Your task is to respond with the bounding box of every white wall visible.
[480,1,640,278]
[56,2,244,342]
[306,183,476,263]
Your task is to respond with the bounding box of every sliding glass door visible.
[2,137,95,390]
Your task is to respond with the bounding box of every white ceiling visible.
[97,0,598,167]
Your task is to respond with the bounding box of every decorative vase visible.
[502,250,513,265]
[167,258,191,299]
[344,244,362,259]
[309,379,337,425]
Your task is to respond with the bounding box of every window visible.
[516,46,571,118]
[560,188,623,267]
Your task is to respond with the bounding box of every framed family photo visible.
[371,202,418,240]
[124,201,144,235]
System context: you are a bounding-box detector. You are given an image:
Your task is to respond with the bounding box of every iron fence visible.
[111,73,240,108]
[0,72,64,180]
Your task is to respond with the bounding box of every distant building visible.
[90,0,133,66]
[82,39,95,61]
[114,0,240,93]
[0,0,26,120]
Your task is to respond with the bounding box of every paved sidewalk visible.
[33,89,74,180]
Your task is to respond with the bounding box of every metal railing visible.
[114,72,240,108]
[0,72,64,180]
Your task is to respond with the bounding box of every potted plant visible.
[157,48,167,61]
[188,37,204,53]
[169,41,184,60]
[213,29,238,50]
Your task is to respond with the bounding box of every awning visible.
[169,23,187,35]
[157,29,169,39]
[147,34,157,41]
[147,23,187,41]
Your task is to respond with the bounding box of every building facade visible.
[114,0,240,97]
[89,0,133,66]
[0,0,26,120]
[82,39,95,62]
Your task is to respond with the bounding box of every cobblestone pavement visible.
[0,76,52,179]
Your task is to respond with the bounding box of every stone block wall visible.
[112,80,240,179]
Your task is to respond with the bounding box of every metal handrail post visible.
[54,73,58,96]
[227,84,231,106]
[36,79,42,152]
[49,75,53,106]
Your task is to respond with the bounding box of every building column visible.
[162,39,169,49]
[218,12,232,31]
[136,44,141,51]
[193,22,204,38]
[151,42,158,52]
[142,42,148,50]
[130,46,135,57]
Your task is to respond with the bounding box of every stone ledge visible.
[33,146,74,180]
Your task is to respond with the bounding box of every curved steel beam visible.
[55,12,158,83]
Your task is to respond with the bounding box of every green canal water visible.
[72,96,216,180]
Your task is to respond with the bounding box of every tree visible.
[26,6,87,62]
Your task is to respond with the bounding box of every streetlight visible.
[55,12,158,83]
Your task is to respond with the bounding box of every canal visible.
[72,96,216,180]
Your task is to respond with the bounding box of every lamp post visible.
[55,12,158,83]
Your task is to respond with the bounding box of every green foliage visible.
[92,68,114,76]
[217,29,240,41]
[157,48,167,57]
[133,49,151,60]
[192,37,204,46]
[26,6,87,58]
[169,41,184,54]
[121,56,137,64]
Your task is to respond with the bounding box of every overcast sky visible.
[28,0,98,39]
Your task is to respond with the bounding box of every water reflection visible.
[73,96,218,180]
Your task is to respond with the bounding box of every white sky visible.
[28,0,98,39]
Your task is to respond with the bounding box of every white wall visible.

◇ ◇ ◇ ◇

_依頼内容_
上の一覧のすべての行を、空行を除いて番号付きリストに整えてください。

_完成版_
1. Your task is to respond with the bounding box of every white wall visible.
2. [480,1,640,278]
3. [56,2,244,342]
4. [306,183,476,263]
5. Your task is to respond with the bounding box of every sliding glass door visible.
6. [2,137,95,390]
7. Your task is to respond with the bounding box of every white ceiling visible.
8. [97,0,598,167]
9. Your task is to respond with the bounding box of every decorative vase visible.
10. [502,250,513,265]
11. [167,258,191,299]
12. [344,244,362,259]
13. [309,379,337,425]
14. Your task is to respond with the bounding box of every window visible.
15. [516,46,571,118]
16. [560,188,623,267]
17. Your task is to respond with the bounding box of every framed family photo visible.
18. [371,202,418,240]
19. [124,201,144,235]
20. System context: you are a bounding-box detector. You are given an image:
21. Your task is to respond with the bounding box of every iron fence visible.
22. [111,73,240,108]
23. [0,72,64,180]
24. Your task is to respond with the bounding box of every distant building visible.
25. [90,0,133,66]
26. [82,39,95,61]
27. [114,0,240,93]
28. [0,0,26,120]
29. Your task is to respond with the bounding box of every paved sidewalk visible.
30. [33,89,74,180]
31. Your task is to respond with the bounding box of every metal railing visible.
32. [114,72,240,108]
33. [0,72,64,180]
34. Your task is to respond with the bounding box of every potted plant visible.
35. [157,48,167,61]
36. [188,37,204,53]
37. [169,41,184,60]
38. [213,29,238,50]
39. Your task is to respond with the bounding box of every awning visible.
40. [169,23,187,35]
41. [157,29,169,39]
42. [147,34,157,41]
43. [147,23,187,41]
44. Your task is to respond with the bounding box of every building facade visible.
45. [114,0,240,97]
46. [89,0,133,66]
47. [0,0,26,120]
48. [82,39,95,62]
49. Your task is to respond with the bounding box of every cobblestone pavement visible.
50. [0,76,52,179]
51. Your task is to respond with the bounding box of every stone block wall visible.
52. [112,80,240,179]
53. Your task is to respond with the bounding box of every metal handrail post visible.
54. [54,73,58,96]
55. [227,84,231,106]
56. [36,79,42,152]
57. [49,75,53,106]
58. Your task is to respond with the bounding box of every building column visible.
59. [162,39,169,49]
60. [218,12,232,31]
61. [136,44,141,51]
62. [193,22,204,38]
63. [151,42,158,52]
64. [142,42,148,50]
65. [130,46,135,57]
66. Your task is to respond with the bounding box of every stone ledge visible.
67. [33,146,74,180]
68. Your task is to respond with the bounding box of every curved steel beam visible.
69. [55,12,158,83]
70. Your task is to respond with the bounding box of every green canal water visible.
71. [72,96,216,180]
72. Your task is to respond with the bounding box of every tree visible.
73. [26,6,87,62]
74. Your task is to respond with the bounding box of every streetlight visible.
75. [55,12,158,83]
76. Your task is to respond with the bounding box of every canal visible.
77. [72,96,216,180]
78. Your task is to respond with the bounding box of every lamp post visible.
79. [55,12,158,83]
80. Your task is to respond with the bounding box of every green foliage visible.
81. [92,68,114,76]
82. [217,29,240,41]
83. [157,48,167,57]
84. [133,49,151,60]
85. [192,37,204,46]
86. [26,6,87,58]
87. [169,41,184,54]
88. [121,56,137,64]
89. Your task is to respond with the bounding box of every overcast sky visible.
90. [28,0,98,39]
91. Your task is to respond with the bounding box of every water reflection visible.
92. [73,96,218,180]
93. Your task is to respond with the bounding box of every white sky visible.
94. [28,0,98,39]
95. Your task is to respond with the bounding box of every white wall visible.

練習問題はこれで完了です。